#### [Source text]
========

# New owner of an Ariens. Photos next to my old clunker.



## Vince28SHO (Dec 30, 2017)

New member and a new owner of an Ariens 28" SHO. I hope this thing works as good as it looks.

I'm upgrading from my old 2005 MTD 22" 5.5hp that I purchased new. This MTD gets bad reviews but I must say mine has served me well. A few broken belts and 1 tire the goes flat are the only problems I've had. It starts every time and this year is the first time I've changed the sparkplug. 

I upgraded because the MTD is just too small and I'm getting older and don't want to work that hard anymore. My driveway is concrete about 150'x12' with a 3 car pad and a turn around.

IMG_2382 by Vincent Lemmon, on Flickr

IMG_2379 by Vincent Lemmon, on Flickr


----------



## dp2826 (Jan 31, 2016)

Congrats on your new purchase. I've been eyeing this exact model. Do let us know how it well it works for you. Thanks for posting pics for us to drool over.


----------



## mtblade (Jan 2, 2018)

I wish you many years with your new machine. I hope it serves you well, and should make your snow removal enjoyable.
All the best.


----------



## bp0416 (Jan 1, 2018)

I just bought a new Deluxe 28 SHO before the storm we had up here in the northeast - it handled 16" of dense snow and the plow pile at the end of the driveway with ease. Very nice machine - very well built. Congrats on your purchase!


----------



## dhazelton (Dec 8, 2014)

Wow - your old machine looks like new. The man knows how to take care of things. How do you like the Ninja? I have a VFR800.


----------



## 43128 (Feb 14, 2014)

very nice. looks like you have one of the mtd models with the exploding plastic rims they recalled


----------



## leonz (Dec 12, 2014)

You will want to spray some flat black paint on the chute and spout to cut down on the glare from the headlight. Either that or cover half the lamp with duck tap so that the remainder of it does not bounce the reflection of the lamp back at you.


----------



## Vince28SHO (Dec 30, 2017)

dhazelton said:


> Wow - your old machine looks like new. The man knows how to take care of things. How do you like the Ninja? I have a VFR800.


Thanks. The bike is fun and very fast. It's a 2012 ZX1400R.


----------



## Vince28SHO (Dec 30, 2017)

43128 said:


> very nice. looks like you have one of the mtd models with the exploding plastic rims they recalled


Yes it's the one with the recalled wheels. I've never had a problem because I pay attention to how much psi I inflate to. I can see how you could over inflate such a small tire though, it only takes a second.

========

#### [Input records]
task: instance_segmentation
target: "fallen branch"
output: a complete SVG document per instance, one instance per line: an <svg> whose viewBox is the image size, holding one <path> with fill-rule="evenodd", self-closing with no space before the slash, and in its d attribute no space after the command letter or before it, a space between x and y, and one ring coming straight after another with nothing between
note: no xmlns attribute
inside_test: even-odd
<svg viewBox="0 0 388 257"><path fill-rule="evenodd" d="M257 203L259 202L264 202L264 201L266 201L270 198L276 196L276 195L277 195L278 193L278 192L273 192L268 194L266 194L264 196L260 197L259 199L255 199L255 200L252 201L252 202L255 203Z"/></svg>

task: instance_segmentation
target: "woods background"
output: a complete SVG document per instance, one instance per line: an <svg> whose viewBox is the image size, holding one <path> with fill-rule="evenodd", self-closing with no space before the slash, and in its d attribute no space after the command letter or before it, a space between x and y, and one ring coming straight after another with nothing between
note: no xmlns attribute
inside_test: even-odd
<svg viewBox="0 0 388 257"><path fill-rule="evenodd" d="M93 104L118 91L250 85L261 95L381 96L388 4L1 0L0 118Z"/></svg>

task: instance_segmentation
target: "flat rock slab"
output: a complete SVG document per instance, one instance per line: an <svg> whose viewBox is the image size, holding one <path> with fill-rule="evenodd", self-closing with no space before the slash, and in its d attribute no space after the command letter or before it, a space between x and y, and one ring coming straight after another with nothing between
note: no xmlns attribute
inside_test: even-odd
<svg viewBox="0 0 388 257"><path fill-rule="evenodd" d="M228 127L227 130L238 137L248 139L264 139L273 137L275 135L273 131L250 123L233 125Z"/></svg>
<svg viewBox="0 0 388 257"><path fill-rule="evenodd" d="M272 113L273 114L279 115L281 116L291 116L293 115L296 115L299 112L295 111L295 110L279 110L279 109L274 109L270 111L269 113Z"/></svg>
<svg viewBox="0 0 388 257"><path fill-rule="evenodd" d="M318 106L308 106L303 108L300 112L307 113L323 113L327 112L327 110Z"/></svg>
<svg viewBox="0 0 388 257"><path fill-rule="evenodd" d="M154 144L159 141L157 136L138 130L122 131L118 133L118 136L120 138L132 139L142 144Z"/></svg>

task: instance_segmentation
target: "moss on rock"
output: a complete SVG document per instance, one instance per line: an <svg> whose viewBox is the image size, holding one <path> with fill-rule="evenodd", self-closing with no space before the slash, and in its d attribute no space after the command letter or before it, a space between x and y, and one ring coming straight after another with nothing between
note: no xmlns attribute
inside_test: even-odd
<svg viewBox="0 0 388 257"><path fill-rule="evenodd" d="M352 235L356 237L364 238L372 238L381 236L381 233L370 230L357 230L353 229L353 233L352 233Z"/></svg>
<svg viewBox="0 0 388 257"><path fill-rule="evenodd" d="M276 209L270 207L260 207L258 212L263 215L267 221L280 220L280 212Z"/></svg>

========

#### [Set of tasks]
**a)** Answer these questions from the snowblower thread:
(i) What horsepower is the old MTD?
(ii) How much snow did bp0416's new Deluxe 28 SHO handle?
(iii) What year and model is Vince28SHO's motorcycle?
**b)** Give the lines of the listing, starting at its first line and ending at the line that contains "104L118 91L250 85L261", as a JSON list of strings with one string per line and blank lines left out.
The forum thread and the listing are unrelated material.

#### [Answers for the exercise]
**a)**
(i) 5.5hp
(ii) 16" of dense snow
(iii) A 2012 ZX1400R

**b)**
[
  "task: instance_segmentation",
  "target: \"fallen branch\"",
  "output: a complete SVG document per instance, one instance per line: an <svg> whose viewBox is the image size, holding one <path> with fill-rule=\"evenodd\", self-closing with no space before the slash, and in its d attribute no space after the command letter or before it, a space between x and y, and one ring coming straight after another with nothing between",
  "note: no xmlns attribute",
  "inside_test: even-odd",
  "<svg viewBox=\"0 0 388 257\"><path fill-rule=\"evenodd\" d=\"M257 203L259 202L264 202L264 201L266 201L270 198L276 196L276 195L277 195L278 193L278 192L273 192L268 194L266 194L264 196L260 197L259 199L255 199L255 200L252 201L252 202L255 203Z\"/></svg>",
  "task: instance_segmentation",
  "target: \"woods background\"",
  "output: a complete SVG document per instance, one instance per line: an <svg> whose viewBox is the image size, holding one <path> with fill-rule=\"evenodd\", self-closing with no space before the slash, and in its d attribute no space after the command letter or before it, a space between x and y, and one ring coming straight after another with nothing between",
  "note: no xmlns attribute",
  "inside_test: even-odd",
  "<svg viewBox=\"0 0 388 257\"><path fill-rule=\"evenodd\" d=\"M93 104L118 91L250 85L261 95L381 96L388 4L1 0L0 118Z\"/></svg>"
]